Task to complete: All records should be reproduced verbatim.

Dataset records:

⟨

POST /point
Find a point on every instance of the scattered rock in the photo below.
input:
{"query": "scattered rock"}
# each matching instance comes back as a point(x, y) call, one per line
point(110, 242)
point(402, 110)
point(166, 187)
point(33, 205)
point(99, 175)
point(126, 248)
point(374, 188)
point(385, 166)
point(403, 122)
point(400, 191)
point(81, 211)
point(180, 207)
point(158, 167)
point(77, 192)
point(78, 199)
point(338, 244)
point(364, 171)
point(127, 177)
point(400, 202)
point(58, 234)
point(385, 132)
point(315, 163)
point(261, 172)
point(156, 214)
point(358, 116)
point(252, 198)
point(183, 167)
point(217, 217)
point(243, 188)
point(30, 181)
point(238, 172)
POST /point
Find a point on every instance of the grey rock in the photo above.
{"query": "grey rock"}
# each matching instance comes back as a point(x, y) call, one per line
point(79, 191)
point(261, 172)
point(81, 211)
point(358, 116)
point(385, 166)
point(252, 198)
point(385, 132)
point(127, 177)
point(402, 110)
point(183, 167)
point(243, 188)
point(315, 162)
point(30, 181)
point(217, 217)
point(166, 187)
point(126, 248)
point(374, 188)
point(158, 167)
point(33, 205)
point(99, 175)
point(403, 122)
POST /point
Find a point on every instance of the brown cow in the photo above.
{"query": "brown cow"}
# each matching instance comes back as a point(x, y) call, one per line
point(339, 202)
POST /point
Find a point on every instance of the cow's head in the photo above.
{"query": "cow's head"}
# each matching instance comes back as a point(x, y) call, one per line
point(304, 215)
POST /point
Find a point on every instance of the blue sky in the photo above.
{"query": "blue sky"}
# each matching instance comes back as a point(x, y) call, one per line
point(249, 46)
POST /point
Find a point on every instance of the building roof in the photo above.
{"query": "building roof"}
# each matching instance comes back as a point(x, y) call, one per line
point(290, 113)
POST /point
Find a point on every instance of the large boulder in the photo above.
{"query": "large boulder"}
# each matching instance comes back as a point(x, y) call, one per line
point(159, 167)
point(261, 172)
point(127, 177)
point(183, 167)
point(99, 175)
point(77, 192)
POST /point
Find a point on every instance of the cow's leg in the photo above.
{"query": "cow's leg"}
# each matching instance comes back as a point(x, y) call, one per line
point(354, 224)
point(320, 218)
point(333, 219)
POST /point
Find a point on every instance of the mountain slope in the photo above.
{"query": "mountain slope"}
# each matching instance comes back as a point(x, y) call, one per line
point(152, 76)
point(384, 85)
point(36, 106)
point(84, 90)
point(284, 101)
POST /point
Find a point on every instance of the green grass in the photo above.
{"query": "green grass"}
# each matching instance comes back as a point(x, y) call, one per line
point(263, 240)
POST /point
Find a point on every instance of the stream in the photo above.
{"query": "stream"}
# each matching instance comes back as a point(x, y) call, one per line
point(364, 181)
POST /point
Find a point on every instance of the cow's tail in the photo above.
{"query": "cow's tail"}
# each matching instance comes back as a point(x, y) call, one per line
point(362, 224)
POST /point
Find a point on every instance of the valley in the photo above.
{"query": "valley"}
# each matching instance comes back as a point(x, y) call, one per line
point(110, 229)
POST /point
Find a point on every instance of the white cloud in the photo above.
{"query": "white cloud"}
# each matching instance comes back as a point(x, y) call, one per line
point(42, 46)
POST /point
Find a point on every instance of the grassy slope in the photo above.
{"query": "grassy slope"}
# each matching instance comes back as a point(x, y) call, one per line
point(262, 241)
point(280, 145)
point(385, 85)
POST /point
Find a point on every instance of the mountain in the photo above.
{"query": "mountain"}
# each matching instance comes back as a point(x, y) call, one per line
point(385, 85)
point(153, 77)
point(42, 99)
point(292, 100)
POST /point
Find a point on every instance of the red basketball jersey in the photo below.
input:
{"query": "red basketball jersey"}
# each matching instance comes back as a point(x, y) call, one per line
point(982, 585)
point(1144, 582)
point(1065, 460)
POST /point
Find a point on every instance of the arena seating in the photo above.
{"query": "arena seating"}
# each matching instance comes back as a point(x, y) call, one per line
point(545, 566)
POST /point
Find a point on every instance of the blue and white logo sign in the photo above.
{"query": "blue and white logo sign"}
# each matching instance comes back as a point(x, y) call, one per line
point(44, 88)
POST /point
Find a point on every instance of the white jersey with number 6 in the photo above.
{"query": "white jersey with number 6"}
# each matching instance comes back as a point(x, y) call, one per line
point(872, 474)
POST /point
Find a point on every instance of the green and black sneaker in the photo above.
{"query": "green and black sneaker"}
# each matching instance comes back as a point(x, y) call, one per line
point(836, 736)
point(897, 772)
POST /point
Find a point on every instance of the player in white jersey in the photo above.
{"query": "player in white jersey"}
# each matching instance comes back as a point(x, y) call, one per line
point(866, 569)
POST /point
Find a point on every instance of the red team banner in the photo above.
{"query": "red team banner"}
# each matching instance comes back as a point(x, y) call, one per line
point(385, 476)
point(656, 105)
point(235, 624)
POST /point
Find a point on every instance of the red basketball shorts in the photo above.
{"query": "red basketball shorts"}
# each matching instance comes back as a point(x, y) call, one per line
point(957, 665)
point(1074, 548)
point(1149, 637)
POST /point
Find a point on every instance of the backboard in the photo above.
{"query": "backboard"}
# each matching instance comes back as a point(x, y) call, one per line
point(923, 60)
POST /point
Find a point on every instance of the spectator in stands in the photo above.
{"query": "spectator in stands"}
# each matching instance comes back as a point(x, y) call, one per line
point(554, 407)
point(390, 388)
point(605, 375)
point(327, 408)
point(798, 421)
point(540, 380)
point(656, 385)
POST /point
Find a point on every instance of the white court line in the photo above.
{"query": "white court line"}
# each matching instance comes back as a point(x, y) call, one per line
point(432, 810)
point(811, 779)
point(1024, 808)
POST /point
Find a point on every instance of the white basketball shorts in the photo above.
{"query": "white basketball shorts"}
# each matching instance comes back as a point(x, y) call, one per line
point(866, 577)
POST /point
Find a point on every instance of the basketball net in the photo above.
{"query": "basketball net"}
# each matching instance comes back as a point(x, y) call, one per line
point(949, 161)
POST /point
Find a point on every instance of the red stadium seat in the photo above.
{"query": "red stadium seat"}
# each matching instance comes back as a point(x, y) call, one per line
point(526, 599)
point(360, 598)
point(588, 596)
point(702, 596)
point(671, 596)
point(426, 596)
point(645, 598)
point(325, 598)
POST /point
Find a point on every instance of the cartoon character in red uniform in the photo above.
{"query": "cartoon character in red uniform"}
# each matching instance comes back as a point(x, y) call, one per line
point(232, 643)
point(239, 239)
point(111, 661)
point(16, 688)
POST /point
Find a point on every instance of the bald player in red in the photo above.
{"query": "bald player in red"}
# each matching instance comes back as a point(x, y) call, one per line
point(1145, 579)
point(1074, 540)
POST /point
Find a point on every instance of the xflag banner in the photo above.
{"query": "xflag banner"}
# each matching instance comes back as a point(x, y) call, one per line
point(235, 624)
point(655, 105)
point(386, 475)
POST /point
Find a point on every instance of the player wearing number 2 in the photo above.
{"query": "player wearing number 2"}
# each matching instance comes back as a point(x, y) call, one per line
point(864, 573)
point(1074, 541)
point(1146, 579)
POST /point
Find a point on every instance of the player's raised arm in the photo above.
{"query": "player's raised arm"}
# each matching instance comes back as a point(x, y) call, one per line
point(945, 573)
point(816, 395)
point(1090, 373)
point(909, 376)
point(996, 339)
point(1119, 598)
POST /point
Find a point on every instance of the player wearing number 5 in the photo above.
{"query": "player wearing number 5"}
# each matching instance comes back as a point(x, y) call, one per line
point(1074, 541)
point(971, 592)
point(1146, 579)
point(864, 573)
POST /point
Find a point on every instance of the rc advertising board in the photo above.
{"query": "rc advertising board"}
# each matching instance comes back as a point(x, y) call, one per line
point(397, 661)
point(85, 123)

⟩

Finished exercise:
POST /point
Find a point on every instance of the scattered rock in the photo below.
input:
{"query": "scattered rock"}
# each matching instance comes back as a point(x, y) call, one per line
point(110, 242)
point(402, 110)
point(166, 187)
point(33, 205)
point(99, 175)
point(126, 248)
point(374, 188)
point(385, 166)
point(403, 122)
point(400, 191)
point(81, 211)
point(180, 207)
point(158, 167)
point(77, 192)
point(78, 199)
point(338, 244)
point(364, 171)
point(127, 177)
point(400, 202)
point(58, 234)
point(385, 132)
point(315, 163)
point(261, 172)
point(156, 214)
point(358, 116)
point(252, 198)
point(183, 167)
point(217, 217)
point(243, 188)
point(30, 181)
point(238, 172)
POST /point
Find a point on every instance of the grey rock in the photo above.
{"query": "grey rock"}
# each matching instance comes back as a point(x, y) call, one per line
point(79, 191)
point(261, 172)
point(81, 211)
point(358, 116)
point(385, 166)
point(252, 198)
point(385, 132)
point(127, 177)
point(402, 110)
point(183, 167)
point(243, 188)
point(315, 162)
point(30, 181)
point(217, 217)
point(166, 187)
point(126, 248)
point(374, 188)
point(158, 167)
point(33, 205)
point(99, 175)
point(403, 122)
POST /point
Find a point on every instance of the brown cow in the photo above.
{"query": "brown cow"}
# each matching instance comes back as a point(x, y) call, one per line
point(339, 202)
POST /point
Find a point on every instance of the cow's head in the photo above.
{"query": "cow's head"}
# each matching instance comes back as a point(x, y) call, one per line
point(304, 215)
POST /point
Find a point on every instance of the blue sky in the photo above.
{"query": "blue sky"}
# each matching instance comes back as a point(x, y) call, one per line
point(249, 46)
POST /point
Find a point on every instance of the building roof in the photo above.
{"query": "building roof"}
# each matching instance comes back as a point(x, y) call, one per line
point(290, 113)
POST /point
Find a point on every instance of the large boulder in the photo above.
{"query": "large boulder"}
# each matching instance comes back as a point(x, y) call, one per line
point(159, 167)
point(261, 172)
point(127, 177)
point(183, 167)
point(99, 175)
point(77, 192)
POST /point
Find a point on every instance of the cow's leg in the photo above.
{"query": "cow's leg"}
# each matching instance comes back as a point(x, y) call, one per line
point(354, 224)
point(320, 218)
point(333, 219)
POST /point
Find a point on every instance of the mountain slope in the photo above.
{"query": "mountain slope"}
# each matching instance comes back as a point(x, y) call, one per line
point(152, 76)
point(384, 85)
point(36, 106)
point(84, 90)
point(284, 101)
POST /point
Find a point on every instance of the green grass in the photo above.
{"query": "green grass"}
# each matching instance comes back as a point(x, y) call, one per line
point(263, 240)
POST /point
Find a point on every instance of the stream in the photo above.
{"query": "stream"}
# each matching instance comes back as a point(x, y) call, one per line
point(364, 181)
POST /point
Find a point on every instance of the cow's tail in the photo above.
{"query": "cow's tail"}
# each matching instance comes back as a point(x, y) call, one per line
point(362, 224)
POST /point
Find a point on every instance of the valley in the photo above.
{"query": "valley"}
# each matching instance comes back as a point(x, y) call, one per line
point(110, 229)
POST /point
Find a point on every instance of the white cloud in the photo above.
{"query": "white cloud"}
# each matching instance comes back as a point(x, y) call, one per line
point(42, 46)
POST /point
Find a point on every instance of the grassy slope in the photo above.
{"query": "grassy slope"}
# each matching instance comes back as a point(x, y) call, one per line
point(262, 241)
point(280, 145)
point(385, 85)
POST /point
Find a point on every instance of the mountain in the photo above.
{"query": "mountain"}
# each matching instance comes back as a point(x, y) call, one per line
point(385, 85)
point(153, 77)
point(42, 99)
point(292, 100)
POST /point
Find a point on every instance of the red basketball jersey in the photo below.
input:
{"query": "red basketball jersey"}
# each matching instance comes back as a point(x, y) call, one per line
point(982, 585)
point(1144, 582)
point(1065, 460)
POST /point
Find a point on every instance of the arena seating in the photo above.
{"query": "arena seating"}
# each matching instance comes back as a point(x, y) call, one per line
point(545, 566)
POST /point
Find a point on every instance of the blue and white logo sign in the photo above.
{"query": "blue and white logo sign"}
# each matching instance comes back as a point(x, y) call, one per line
point(44, 88)
POST /point
Find a point on every instance of the white jersey with number 6 in the photo above.
{"query": "white jersey with number 6"}
# each matching instance comes back as a point(x, y) call, one per line
point(872, 474)
POST /point
Find a point on every instance of the green and black sneaker in the photo above.
{"query": "green and black sneaker"}
# each matching instance comes back as a point(x, y) call, one per line
point(836, 736)
point(897, 772)
POST /point
Find a point on every instance of the player in white jersey in the photo above.
{"query": "player in white jersey"}
# each matching instance comes back as a point(x, y) call, one per line
point(866, 569)
POST /point
Find a point on every instance of the red team banner in the photo above.
{"query": "red team banner"}
# each matching instance comes back as a point(x, y) call, one per line
point(385, 476)
point(656, 105)
point(235, 624)
POST /point
Find a point on every instance of the red basketball shorts in the photo above.
{"query": "red basketball shorts"}
# each matching instance comes back as a point(x, y) call, one per line
point(957, 665)
point(1074, 548)
point(1149, 637)
POST /point
Find a point on every instance of the backboard in the photo above.
{"query": "backboard"}
# each matching instance comes back as a point(x, y) call, one per line
point(923, 60)
POST /point
Find a point on every instance of the spectator in stands in the photo above.
{"query": "spectator in stands"}
# each matching instance comes back as a point(x, y) call, one per line
point(554, 407)
point(390, 388)
point(605, 375)
point(327, 408)
point(798, 421)
point(540, 380)
point(656, 385)
POST /point
Find a point on every instance of the white court line in the photo above.
{"query": "white court line"}
# each matching instance comes back as a point(x, y) call, one per line
point(432, 810)
point(811, 779)
point(1024, 808)
POST /point
Find a point on every instance of the white basketball shorts in the photo above.
{"query": "white basketball shorts"}
# each matching instance comes back as a point(x, y) call, one per line
point(866, 577)
POST /point
Find a point on every instance of the basketball net in the photo above.
{"query": "basketball net"}
# each matching instance comes back as a point(x, y) call, one per line
point(949, 161)
POST /point
Find a point on every instance of the red stadium seat in the photo above.
{"query": "red stadium seat"}
# each matching instance comes back as a point(x, y) call, one per line
point(526, 599)
point(360, 598)
point(588, 596)
point(702, 596)
point(671, 596)
point(426, 596)
point(645, 598)
point(325, 598)
POST /point
Find a point on every instance of the cartoon character in red uniform in the photo above.
{"query": "cartoon character in red uniform"}
# each matching instance comes back as a point(x, y) call, one per line
point(232, 643)
point(239, 239)
point(111, 661)
point(16, 688)
POST /point
Find a point on every instance of the bald player in red in the photo above.
{"query": "bald player in red"}
# each matching instance comes back as a point(x, y) call, one per line
point(1145, 579)
point(1074, 540)
POST /point
Find a point on every instance of the xflag banner in the photo above.
{"query": "xflag banner"}
# each matching instance comes back as a point(x, y) call, one per line
point(235, 624)
point(655, 105)
point(386, 475)
POST /point
Find a point on every instance of the player wearing number 2 in the photo above.
{"query": "player wearing number 2"}
# each matching instance comes back as a point(x, y) call, one per line
point(864, 573)
point(1074, 541)
point(1146, 579)
POST /point
Find a point on every instance of the player's raised arm in the photo above.
{"query": "player's raised arm"}
# each matching instance comes back as a point(x, y) call, one per line
point(945, 573)
point(816, 395)
point(1090, 373)
point(909, 376)
point(996, 339)
point(1119, 598)
POST /point
Find a point on every instance of the player wearing number 5 in the photo above.
{"query": "player wearing number 5"}
# each matching instance comes back as a point(x, y) call, one per line
point(1074, 541)
point(971, 592)
point(1146, 579)
point(864, 573)
POST /point
Find a point on every instance of the rc advertising board in the photo above.
{"query": "rc advertising board"}
# each matching instance comes back as a point(x, y) call, one per line
point(397, 661)
point(85, 123)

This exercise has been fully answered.